Collected data entries
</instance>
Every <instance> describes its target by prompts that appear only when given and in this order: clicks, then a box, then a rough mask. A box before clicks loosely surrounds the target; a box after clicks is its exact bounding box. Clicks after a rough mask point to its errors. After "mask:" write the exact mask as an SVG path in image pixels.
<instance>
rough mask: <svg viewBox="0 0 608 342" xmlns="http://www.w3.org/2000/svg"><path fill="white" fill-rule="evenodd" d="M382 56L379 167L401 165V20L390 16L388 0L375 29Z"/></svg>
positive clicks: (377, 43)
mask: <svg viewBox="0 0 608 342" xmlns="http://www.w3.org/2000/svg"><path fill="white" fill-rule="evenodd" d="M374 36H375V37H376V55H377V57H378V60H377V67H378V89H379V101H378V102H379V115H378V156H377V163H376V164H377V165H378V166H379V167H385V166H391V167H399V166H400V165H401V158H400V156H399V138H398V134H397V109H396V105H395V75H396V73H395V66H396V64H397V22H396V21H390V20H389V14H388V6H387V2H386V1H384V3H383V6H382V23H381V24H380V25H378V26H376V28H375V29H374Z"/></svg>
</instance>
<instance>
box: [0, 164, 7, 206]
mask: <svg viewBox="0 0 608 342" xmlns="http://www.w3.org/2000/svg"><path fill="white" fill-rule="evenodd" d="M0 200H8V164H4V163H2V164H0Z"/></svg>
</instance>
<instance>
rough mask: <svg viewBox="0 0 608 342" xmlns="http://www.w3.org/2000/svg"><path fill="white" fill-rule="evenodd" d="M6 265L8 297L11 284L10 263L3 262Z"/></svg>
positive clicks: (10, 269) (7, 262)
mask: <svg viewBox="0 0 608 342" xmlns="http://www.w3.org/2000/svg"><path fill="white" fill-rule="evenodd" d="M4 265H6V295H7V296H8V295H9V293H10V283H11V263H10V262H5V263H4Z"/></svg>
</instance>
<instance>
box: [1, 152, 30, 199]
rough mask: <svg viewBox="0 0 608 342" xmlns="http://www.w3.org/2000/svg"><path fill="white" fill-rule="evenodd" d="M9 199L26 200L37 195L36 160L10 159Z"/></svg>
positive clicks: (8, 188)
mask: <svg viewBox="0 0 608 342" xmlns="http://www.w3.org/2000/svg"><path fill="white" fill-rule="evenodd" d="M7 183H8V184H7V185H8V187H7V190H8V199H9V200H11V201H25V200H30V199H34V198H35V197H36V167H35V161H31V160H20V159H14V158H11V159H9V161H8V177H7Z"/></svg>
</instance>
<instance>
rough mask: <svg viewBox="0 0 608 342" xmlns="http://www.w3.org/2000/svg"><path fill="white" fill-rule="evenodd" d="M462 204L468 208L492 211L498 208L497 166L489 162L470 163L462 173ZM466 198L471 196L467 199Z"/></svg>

## What is required
Give each line of the records above again, unchanged.

## Response to this exercise
</instance>
Every <instance> describes its target by prompts that appear only when given and in this order: clicks, then a box, then a rough mask. A box before clicks loosely surrounds the target; a box after clicks is its exact bounding box. Clicks after a rough mask point to its errors. After "mask:" write the exact mask as an SVG path in image pixels.
<instance>
rough mask: <svg viewBox="0 0 608 342" xmlns="http://www.w3.org/2000/svg"><path fill="white" fill-rule="evenodd" d="M382 56L379 167L401 165V20L390 16L388 0L375 29Z"/></svg>
positive clicks: (377, 43)
mask: <svg viewBox="0 0 608 342" xmlns="http://www.w3.org/2000/svg"><path fill="white" fill-rule="evenodd" d="M374 36H375V37H376V55H377V57H378V60H377V67H378V89H379V101H378V102H379V115H378V156H377V163H376V164H377V165H378V166H379V167H385V166H391V167H399V166H400V165H401V158H400V156H399V138H398V134H397V109H396V105H395V75H396V73H395V66H396V64H397V22H396V21H390V20H389V14H388V6H387V2H386V1H384V3H383V6H382V23H381V24H380V25H378V26H376V28H375V29H374Z"/></svg>
</instance>
<instance>
box: [0, 164, 7, 206]
mask: <svg viewBox="0 0 608 342" xmlns="http://www.w3.org/2000/svg"><path fill="white" fill-rule="evenodd" d="M0 200H8V164H4V163H2V164H0Z"/></svg>
</instance>
<instance>
rough mask: <svg viewBox="0 0 608 342" xmlns="http://www.w3.org/2000/svg"><path fill="white" fill-rule="evenodd" d="M6 265L8 297L11 284L10 263L3 262Z"/></svg>
positive clicks: (10, 269) (7, 262)
mask: <svg viewBox="0 0 608 342" xmlns="http://www.w3.org/2000/svg"><path fill="white" fill-rule="evenodd" d="M4 265H6V295H7V296H8V295H9V293H10V283H11V263H10V262H5V263H4Z"/></svg>
</instance>
<instance>
box: [1, 152, 30, 199]
rough mask: <svg viewBox="0 0 608 342" xmlns="http://www.w3.org/2000/svg"><path fill="white" fill-rule="evenodd" d="M9 199L26 200L37 195L36 160L10 159Z"/></svg>
positive clicks: (8, 188)
mask: <svg viewBox="0 0 608 342" xmlns="http://www.w3.org/2000/svg"><path fill="white" fill-rule="evenodd" d="M7 183H8V184H7V185H8V187H7V190H8V199H9V200H11V201H25V200H30V199H34V198H35V197H36V167H35V161H31V160H20V159H14V158H11V159H9V161H8V177H7Z"/></svg>
</instance>
<instance>
rough mask: <svg viewBox="0 0 608 342" xmlns="http://www.w3.org/2000/svg"><path fill="white" fill-rule="evenodd" d="M462 204L468 208L492 211L498 208L497 166L489 162L470 163L462 173ZM466 198L471 196L467 199Z"/></svg>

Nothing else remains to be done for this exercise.